_YOUR OBJECTIVE_. Output each entry below as it stands, leaving out every picture.

>> start

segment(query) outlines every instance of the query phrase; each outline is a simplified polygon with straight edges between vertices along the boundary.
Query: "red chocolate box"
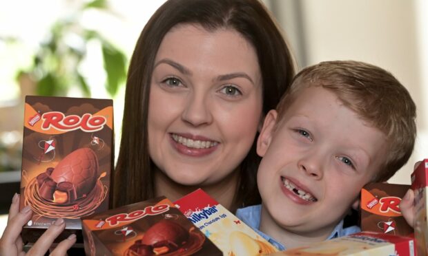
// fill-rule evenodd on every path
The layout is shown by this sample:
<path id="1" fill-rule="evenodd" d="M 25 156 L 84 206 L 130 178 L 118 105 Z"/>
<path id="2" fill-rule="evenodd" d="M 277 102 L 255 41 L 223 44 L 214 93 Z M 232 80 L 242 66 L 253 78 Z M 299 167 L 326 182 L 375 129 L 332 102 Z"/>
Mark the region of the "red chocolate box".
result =
<path id="1" fill-rule="evenodd" d="M 222 255 L 165 197 L 82 217 L 87 255 Z"/>
<path id="2" fill-rule="evenodd" d="M 81 241 L 80 217 L 108 209 L 113 161 L 113 100 L 27 96 L 21 209 L 32 218 L 22 232 L 34 242 L 57 218 Z"/>
<path id="3" fill-rule="evenodd" d="M 413 228 L 400 210 L 400 202 L 410 185 L 370 183 L 361 190 L 361 229 L 408 236 Z"/>

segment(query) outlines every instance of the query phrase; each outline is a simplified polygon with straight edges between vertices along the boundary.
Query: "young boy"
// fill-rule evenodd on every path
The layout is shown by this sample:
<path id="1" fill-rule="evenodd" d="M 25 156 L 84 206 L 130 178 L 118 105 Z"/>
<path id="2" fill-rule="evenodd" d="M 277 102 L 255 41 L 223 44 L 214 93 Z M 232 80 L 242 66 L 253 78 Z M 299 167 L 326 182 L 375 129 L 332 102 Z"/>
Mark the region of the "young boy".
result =
<path id="1" fill-rule="evenodd" d="M 343 228 L 343 218 L 364 185 L 387 180 L 408 160 L 415 118 L 407 90 L 378 67 L 330 61 L 305 68 L 258 138 L 262 203 L 237 217 L 280 250 L 360 231 Z"/>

>> end

_FINAL RESULT_.
segment(query) outlines every instance of the query phrase; each outline is a simplified polygon with straight edges between vertices along the boundary.
Query: "red chocolate box"
// fill-rule evenodd on every path
The layout is shown by this sample:
<path id="1" fill-rule="evenodd" d="M 25 156 L 84 206 L 130 178 L 118 105 Z"/>
<path id="2" fill-rule="evenodd" d="M 277 102 L 255 41 L 223 44 L 214 93 Z M 232 80 L 242 66 L 253 78 Z M 299 167 L 326 182 L 375 129 L 332 102 Z"/>
Mark the region of the "red chocolate box".
result =
<path id="1" fill-rule="evenodd" d="M 222 255 L 165 197 L 82 217 L 87 255 Z"/>
<path id="2" fill-rule="evenodd" d="M 81 241 L 80 217 L 108 209 L 113 161 L 113 100 L 27 96 L 21 209 L 32 218 L 22 232 L 34 242 L 57 218 Z"/>
<path id="3" fill-rule="evenodd" d="M 413 228 L 400 210 L 400 202 L 410 185 L 370 183 L 361 190 L 361 229 L 408 236 Z"/>

segment(query) outlines every instance of the query phrase; each outline is a simplified polygon with straight edges between vertices along the boundary.
Query: "young boy"
// fill-rule evenodd on every path
The layout is shown by this sample:
<path id="1" fill-rule="evenodd" d="M 25 156 L 84 206 L 130 178 L 118 105 Z"/>
<path id="2" fill-rule="evenodd" d="M 277 102 L 255 41 L 223 44 L 214 93 Z M 232 80 L 242 66 L 253 78 Z M 299 167 L 326 182 L 375 129 L 332 102 Z"/>
Mark the region of the "young boy".
result =
<path id="1" fill-rule="evenodd" d="M 343 228 L 343 218 L 364 185 L 387 180 L 408 160 L 415 118 L 407 90 L 378 67 L 330 61 L 305 68 L 258 138 L 262 203 L 237 217 L 280 250 L 360 231 Z"/>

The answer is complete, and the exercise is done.